--- Records for this task ---

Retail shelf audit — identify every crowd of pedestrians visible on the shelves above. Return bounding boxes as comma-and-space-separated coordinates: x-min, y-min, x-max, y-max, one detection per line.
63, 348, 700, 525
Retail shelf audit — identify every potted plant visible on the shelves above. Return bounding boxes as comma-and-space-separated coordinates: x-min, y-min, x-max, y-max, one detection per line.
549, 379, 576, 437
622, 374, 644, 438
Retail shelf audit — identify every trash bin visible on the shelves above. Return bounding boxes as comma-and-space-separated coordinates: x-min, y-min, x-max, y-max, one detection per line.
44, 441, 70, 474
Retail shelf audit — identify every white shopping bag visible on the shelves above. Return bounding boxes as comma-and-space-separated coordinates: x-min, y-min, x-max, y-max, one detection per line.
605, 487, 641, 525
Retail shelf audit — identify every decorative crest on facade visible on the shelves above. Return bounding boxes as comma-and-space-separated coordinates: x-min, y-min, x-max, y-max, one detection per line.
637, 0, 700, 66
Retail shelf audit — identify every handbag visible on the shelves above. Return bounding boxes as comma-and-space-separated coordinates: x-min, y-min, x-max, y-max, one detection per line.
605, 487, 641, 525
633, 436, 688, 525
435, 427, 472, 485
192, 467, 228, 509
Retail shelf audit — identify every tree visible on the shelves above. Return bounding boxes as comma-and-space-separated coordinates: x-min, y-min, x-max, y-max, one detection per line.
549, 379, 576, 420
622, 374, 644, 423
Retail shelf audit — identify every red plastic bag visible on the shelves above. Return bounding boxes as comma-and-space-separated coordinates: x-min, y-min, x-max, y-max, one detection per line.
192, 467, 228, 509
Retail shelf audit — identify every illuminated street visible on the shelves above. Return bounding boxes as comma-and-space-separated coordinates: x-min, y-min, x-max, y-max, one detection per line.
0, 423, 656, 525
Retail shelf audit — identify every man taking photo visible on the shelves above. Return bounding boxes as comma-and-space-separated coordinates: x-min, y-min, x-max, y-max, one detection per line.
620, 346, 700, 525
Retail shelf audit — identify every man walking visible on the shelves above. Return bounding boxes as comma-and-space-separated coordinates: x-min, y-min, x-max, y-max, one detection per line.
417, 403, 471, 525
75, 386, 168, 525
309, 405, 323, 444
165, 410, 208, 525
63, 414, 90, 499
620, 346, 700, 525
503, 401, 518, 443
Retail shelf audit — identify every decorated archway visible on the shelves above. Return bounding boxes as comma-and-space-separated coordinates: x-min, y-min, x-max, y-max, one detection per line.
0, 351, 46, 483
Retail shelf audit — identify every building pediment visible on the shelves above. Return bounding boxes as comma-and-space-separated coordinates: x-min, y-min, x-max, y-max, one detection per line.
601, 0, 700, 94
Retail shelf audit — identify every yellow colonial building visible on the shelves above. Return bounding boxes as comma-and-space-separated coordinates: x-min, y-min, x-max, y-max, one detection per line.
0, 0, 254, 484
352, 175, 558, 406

--- What you need to do ---
Retype the lines above without any changes, from the first line through the line containing "44, 441, 70, 474", inclusive.

--- Finished exercise ---
Retail shelf audit — identify every crowd of pedestrians visible on the shelves above. Return bounding boxes as comma-and-space-separated coordinates: x-min, y-min, x-max, y-max, one detection per line.
63, 348, 700, 525
Retail shelf audit — identify every potted plant visible on the shelves above. Return bounding boxes as comma-and-space-separated coordinates: x-min, y-min, x-max, y-max, one detection per line.
549, 379, 576, 437
622, 374, 644, 438
Retail shelf audit — identify every trash bin visible on the shelves above. Return bounding boxes as comma-and-space-separated coordinates: x-min, y-min, x-max, y-max, one detection per line.
44, 441, 70, 474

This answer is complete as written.